Aim: Could you copy out the data below word for word, every line included?

Entries drawn from a collection

▶

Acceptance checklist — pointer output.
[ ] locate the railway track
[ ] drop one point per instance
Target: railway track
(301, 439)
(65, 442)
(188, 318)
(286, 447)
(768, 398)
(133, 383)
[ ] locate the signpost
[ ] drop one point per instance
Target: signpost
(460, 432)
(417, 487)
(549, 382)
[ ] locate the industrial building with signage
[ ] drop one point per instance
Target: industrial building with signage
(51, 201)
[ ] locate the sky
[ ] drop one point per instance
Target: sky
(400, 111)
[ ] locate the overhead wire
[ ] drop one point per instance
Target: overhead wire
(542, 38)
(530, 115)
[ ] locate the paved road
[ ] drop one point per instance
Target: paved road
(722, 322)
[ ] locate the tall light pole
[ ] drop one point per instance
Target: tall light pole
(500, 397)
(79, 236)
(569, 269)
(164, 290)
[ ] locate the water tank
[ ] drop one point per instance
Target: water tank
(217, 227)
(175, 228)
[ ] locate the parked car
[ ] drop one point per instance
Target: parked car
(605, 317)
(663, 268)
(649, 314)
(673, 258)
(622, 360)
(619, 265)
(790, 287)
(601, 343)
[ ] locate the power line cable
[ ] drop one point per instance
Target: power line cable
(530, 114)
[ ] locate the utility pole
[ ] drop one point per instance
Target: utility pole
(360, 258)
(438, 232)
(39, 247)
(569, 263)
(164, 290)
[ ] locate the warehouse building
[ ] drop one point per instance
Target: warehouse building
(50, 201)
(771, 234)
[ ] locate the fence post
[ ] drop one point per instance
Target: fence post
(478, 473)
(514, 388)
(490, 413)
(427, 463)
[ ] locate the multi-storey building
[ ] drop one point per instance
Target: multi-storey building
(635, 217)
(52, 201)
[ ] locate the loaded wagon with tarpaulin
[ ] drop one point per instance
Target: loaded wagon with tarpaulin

◀

Task answer:
Acceptance checklist — pointer output.
[ ] locate the railway track
[ ] drop one point per instance
Target: railway track
(301, 439)
(65, 442)
(188, 318)
(286, 447)
(768, 398)
(133, 383)
[ ] locate the signpost
[ ] drop one point per instance
Target: signpost
(460, 432)
(417, 487)
(549, 382)
[ ] locate the industrial building with signage
[ ] drop one point per instance
Target: industrial building with signage
(51, 201)
[ ] locate the sky
[ ] drop one point per instance
Target: sky
(400, 111)
[ ] locate the overhead wire
[ ] drop one point per instance
Target: overhead wire
(542, 38)
(530, 115)
[ ] locate the paved road
[ ] drop one point per instance
Target: paved road
(722, 322)
[ ] locate the tall light pole
[ ] drop one point per instance
Target: tall light pole
(500, 397)
(79, 236)
(569, 269)
(164, 290)
[ ] locate the water tank
[ ] drop one point per instance
Target: water tank
(217, 227)
(175, 228)
[ ] locate the parked car
[ ] drop one point per instance
Target: parked car
(605, 317)
(663, 268)
(649, 314)
(673, 258)
(622, 360)
(619, 265)
(790, 287)
(601, 343)
[ ] locate the power line cable
[ ] drop one point per instance
Target: power line cable
(530, 114)
[ ] locate the utility pole
[ ] drop one point per instance
Target: utility pole
(360, 258)
(438, 232)
(39, 247)
(569, 263)
(164, 290)
[ ] locate the warehouse building
[ ] drop one point per instance
Target: warehouse building
(50, 201)
(771, 234)
[ ] locate the fence post
[ ] drop one point per instance
Target: fence post
(478, 473)
(514, 388)
(490, 413)
(427, 463)
[ ] locate the multi-storey building
[ ] drop one point per instance
Target: multi-storey building
(635, 217)
(52, 201)
[ ] locate the loaded wagon with tarpaulin
[ ] drop one point per instance
Target: loaded wagon with tarpaulin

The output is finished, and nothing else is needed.